#### [Records provided]
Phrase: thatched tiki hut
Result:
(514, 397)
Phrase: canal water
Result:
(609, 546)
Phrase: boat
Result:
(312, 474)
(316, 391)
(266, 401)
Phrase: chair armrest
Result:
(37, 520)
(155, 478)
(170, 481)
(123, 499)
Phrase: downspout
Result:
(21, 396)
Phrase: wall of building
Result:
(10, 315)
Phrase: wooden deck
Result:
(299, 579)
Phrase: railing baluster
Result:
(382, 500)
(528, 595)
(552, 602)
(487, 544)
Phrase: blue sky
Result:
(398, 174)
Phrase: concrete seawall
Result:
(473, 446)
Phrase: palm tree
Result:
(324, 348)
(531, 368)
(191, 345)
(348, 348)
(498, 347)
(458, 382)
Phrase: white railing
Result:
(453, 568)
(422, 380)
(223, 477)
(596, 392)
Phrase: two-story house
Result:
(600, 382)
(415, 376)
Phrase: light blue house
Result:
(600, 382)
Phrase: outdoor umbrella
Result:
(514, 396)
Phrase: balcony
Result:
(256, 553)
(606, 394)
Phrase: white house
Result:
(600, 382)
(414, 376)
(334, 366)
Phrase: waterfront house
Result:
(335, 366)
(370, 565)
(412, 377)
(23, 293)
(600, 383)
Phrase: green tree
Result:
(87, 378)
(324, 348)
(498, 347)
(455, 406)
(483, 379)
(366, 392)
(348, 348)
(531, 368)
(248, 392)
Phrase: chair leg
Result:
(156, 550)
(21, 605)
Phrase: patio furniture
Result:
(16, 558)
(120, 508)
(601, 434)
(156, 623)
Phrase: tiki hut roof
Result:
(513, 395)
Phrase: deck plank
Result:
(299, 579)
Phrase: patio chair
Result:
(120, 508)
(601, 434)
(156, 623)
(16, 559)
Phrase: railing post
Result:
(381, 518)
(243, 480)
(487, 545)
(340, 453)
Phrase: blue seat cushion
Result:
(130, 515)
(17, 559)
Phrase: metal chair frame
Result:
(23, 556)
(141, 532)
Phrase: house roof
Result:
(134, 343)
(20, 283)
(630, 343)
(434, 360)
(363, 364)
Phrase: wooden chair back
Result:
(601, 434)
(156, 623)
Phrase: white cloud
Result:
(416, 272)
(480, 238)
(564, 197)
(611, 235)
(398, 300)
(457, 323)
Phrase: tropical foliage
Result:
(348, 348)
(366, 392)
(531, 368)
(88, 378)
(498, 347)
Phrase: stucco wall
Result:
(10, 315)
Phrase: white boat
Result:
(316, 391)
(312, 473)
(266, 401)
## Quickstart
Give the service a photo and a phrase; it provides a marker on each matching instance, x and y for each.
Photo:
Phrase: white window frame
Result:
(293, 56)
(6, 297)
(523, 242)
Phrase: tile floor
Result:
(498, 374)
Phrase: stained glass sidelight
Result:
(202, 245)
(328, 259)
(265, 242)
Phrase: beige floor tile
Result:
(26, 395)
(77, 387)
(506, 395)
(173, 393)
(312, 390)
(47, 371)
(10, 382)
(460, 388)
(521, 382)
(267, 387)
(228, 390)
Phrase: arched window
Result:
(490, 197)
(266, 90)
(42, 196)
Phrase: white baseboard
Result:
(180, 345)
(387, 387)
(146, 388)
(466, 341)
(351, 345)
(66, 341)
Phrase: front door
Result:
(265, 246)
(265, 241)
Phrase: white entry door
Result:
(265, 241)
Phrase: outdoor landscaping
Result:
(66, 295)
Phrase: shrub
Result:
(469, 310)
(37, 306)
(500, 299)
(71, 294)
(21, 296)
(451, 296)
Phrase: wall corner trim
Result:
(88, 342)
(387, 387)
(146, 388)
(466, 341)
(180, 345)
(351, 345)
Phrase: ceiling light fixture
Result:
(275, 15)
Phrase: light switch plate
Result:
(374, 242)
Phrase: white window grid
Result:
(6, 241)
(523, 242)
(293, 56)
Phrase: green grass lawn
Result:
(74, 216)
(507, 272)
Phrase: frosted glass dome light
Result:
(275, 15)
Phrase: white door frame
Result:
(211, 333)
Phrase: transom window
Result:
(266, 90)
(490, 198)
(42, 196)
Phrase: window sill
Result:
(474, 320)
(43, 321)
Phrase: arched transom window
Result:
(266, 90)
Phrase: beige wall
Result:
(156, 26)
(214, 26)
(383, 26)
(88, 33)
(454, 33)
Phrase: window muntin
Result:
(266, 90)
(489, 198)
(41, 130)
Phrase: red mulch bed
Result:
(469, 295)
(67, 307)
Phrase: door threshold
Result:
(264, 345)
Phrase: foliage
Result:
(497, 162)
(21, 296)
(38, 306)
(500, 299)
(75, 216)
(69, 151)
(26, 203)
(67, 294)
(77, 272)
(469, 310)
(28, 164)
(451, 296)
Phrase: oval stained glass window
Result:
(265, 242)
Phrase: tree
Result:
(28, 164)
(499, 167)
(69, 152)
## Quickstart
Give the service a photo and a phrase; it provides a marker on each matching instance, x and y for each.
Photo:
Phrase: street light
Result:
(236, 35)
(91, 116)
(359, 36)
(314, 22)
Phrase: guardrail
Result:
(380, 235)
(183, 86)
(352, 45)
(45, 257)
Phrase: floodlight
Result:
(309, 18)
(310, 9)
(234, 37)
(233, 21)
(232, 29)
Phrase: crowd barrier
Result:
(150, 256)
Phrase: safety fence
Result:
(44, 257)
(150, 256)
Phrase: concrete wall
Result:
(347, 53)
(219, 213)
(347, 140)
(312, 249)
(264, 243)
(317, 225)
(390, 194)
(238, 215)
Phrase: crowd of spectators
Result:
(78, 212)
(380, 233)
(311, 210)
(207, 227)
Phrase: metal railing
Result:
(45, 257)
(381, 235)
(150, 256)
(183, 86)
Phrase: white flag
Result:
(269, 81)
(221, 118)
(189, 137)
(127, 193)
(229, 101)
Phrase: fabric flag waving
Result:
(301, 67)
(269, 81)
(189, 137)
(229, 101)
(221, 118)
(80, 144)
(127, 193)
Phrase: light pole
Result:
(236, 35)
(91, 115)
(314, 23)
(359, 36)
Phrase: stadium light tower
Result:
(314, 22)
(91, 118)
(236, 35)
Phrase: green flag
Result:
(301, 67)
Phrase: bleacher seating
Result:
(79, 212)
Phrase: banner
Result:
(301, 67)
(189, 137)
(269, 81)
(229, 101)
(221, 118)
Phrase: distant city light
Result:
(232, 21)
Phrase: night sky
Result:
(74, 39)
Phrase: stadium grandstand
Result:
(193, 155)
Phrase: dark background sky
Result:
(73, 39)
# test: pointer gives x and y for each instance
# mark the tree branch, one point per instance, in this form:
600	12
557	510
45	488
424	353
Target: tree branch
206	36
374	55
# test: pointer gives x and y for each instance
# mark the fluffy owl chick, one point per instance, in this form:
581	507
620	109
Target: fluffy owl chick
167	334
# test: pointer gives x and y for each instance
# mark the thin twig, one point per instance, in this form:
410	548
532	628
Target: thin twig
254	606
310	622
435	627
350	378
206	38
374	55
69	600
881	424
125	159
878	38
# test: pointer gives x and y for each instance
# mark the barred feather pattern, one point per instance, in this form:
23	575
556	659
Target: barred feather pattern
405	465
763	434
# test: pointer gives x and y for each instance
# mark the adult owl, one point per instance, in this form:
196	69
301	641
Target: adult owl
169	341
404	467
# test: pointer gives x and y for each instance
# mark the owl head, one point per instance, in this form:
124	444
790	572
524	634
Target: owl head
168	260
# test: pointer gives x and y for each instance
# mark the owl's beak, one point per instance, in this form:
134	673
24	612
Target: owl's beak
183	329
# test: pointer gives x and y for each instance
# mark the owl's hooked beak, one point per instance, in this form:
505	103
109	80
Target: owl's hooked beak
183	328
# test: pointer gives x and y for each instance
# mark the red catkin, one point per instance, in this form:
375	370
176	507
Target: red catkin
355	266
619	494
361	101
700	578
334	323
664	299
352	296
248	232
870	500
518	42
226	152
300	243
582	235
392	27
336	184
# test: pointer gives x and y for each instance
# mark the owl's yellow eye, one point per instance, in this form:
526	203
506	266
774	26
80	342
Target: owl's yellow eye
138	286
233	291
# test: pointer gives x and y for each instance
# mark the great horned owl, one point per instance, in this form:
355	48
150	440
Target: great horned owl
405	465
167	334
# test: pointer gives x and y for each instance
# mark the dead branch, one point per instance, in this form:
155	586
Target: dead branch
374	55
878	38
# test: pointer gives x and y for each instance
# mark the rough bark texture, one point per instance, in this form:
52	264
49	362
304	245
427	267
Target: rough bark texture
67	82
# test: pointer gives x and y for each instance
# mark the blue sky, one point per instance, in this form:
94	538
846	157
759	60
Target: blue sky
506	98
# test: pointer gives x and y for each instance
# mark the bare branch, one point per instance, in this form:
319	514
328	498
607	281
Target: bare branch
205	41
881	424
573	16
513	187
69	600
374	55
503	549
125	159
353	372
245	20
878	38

#### [Task objective]
Work through the data and report how many of its lines hold the word "deck", giving only the figure.

#### [Reply]
2